» What you have to do:
Each record must be repeated exactly. None may be dropped.
□ □ □ □ □ □ □
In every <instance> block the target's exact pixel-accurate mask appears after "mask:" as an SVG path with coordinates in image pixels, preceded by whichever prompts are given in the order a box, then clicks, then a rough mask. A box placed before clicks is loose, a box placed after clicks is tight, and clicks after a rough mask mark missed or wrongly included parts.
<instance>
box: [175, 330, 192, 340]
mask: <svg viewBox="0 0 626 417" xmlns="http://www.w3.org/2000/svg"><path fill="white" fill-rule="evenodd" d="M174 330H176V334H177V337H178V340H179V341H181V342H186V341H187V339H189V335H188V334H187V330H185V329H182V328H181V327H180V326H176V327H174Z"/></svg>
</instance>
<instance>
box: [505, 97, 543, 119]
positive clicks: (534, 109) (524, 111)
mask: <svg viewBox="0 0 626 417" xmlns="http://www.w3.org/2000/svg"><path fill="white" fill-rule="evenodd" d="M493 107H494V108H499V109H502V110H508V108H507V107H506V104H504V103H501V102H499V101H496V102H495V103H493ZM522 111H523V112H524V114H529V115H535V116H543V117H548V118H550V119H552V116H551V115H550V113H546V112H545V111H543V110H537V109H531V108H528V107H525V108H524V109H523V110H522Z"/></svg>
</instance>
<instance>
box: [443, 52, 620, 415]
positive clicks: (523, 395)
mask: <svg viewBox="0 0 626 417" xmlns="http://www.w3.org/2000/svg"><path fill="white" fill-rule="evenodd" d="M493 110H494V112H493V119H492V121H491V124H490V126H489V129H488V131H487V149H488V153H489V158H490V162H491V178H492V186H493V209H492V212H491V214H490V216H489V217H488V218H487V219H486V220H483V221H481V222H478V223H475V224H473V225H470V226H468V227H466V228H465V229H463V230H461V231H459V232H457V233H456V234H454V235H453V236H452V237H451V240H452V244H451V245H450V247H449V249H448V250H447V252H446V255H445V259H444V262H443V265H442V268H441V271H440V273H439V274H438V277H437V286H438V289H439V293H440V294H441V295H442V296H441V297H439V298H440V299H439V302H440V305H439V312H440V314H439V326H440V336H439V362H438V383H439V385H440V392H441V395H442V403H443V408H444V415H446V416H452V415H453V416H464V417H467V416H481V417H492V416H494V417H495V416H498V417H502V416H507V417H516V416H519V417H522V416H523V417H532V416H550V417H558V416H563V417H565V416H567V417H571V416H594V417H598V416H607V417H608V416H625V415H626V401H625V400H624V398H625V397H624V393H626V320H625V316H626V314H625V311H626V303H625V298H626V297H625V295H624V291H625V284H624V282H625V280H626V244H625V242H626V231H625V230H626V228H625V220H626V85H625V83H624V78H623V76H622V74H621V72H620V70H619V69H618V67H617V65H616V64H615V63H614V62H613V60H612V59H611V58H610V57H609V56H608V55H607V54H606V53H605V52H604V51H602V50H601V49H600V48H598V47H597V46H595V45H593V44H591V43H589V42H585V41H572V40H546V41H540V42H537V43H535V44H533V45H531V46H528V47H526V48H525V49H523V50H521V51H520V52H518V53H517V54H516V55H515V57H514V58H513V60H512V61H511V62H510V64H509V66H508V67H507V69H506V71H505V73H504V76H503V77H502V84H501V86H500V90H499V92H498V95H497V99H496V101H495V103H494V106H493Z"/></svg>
□ □ □ □ □ □ □
» Problem solution:
In every <instance> block the target's exact pixel-accurate mask appears after "mask:" as an SVG path with coordinates in image pixels, preceded by whichever prompts are given in the order a box, then clicks, then a rough mask. A box placed before clicks is loose, a box placed after clicks is tight, and clicks after a rough mask mark missed or wrongly included parts.
<instance>
box: [175, 330, 192, 340]
mask: <svg viewBox="0 0 626 417" xmlns="http://www.w3.org/2000/svg"><path fill="white" fill-rule="evenodd" d="M174 330H176V334H177V337H178V340H179V341H181V342H186V341H187V339H189V335H188V334H187V330H185V329H182V328H181V327H180V326H176V327H174Z"/></svg>
</instance>
<instance>
box: [505, 97, 543, 119]
positive clicks: (534, 109) (524, 111)
mask: <svg viewBox="0 0 626 417" xmlns="http://www.w3.org/2000/svg"><path fill="white" fill-rule="evenodd" d="M493 107H494V108H499V109H502V110H508V108H507V107H506V104H504V103H501V102H499V101H496V102H495V103H493ZM522 111H523V112H524V114H529V115H535V116H543V117H548V118H550V119H552V116H551V115H550V113H546V112H545V111H543V110H537V109H531V108H528V107H525V108H524V109H523V110H522Z"/></svg>
</instance>
<instance>
box: [443, 52, 620, 415]
positive clicks: (523, 395)
mask: <svg viewBox="0 0 626 417" xmlns="http://www.w3.org/2000/svg"><path fill="white" fill-rule="evenodd" d="M493 110H494V112H493V119H492V121H491V124H490V126H489V129H488V131H487V149H488V153H489V158H490V162H491V178H492V186H493V209H492V212H491V214H490V216H489V217H488V218H487V219H486V220H483V221H481V222H478V223H475V224H473V225H470V226H468V227H466V228H465V229H463V230H461V231H459V232H457V233H456V234H454V235H453V236H452V237H451V240H452V244H451V245H450V247H449V249H448V250H447V252H446V255H445V259H444V262H443V265H442V268H441V271H440V273H439V274H438V277H437V286H438V289H439V293H440V294H441V295H442V296H441V297H439V298H440V299H439V302H440V305H439V312H440V314H439V326H440V336H439V362H438V383H439V385H440V392H441V395H442V403H443V408H444V415H446V416H452V415H453V416H464V417H467V416H481V417H492V416H494V417H495V416H498V417H502V416H507V417H516V416H519V417H522V416H523V417H532V416H550V417H558V416H563V417H565V416H567V417H571V416H594V417H598V416H607V417H608V416H625V415H626V401H625V400H624V398H625V397H624V393H626V320H625V316H626V314H625V311H626V303H625V298H626V297H625V295H624V291H625V284H624V282H625V280H626V244H625V242H626V231H625V230H626V228H625V220H626V85H625V83H624V78H623V76H622V74H621V72H620V70H619V69H618V67H617V65H616V64H615V63H614V62H613V60H612V59H611V58H610V57H609V56H608V55H607V54H606V53H605V52H604V51H602V50H601V49H600V48H598V47H597V46H595V45H593V44H591V43H589V42H585V41H572V40H546V41H540V42H537V43H535V44H533V45H531V46H528V47H526V48H525V49H523V50H521V51H520V52H518V53H517V54H516V55H515V57H514V58H513V60H512V61H511V62H510V64H509V66H508V67H507V69H506V71H505V73H504V76H503V77H502V84H501V86H500V90H499V92H498V95H497V99H496V101H495V103H494V106H493Z"/></svg>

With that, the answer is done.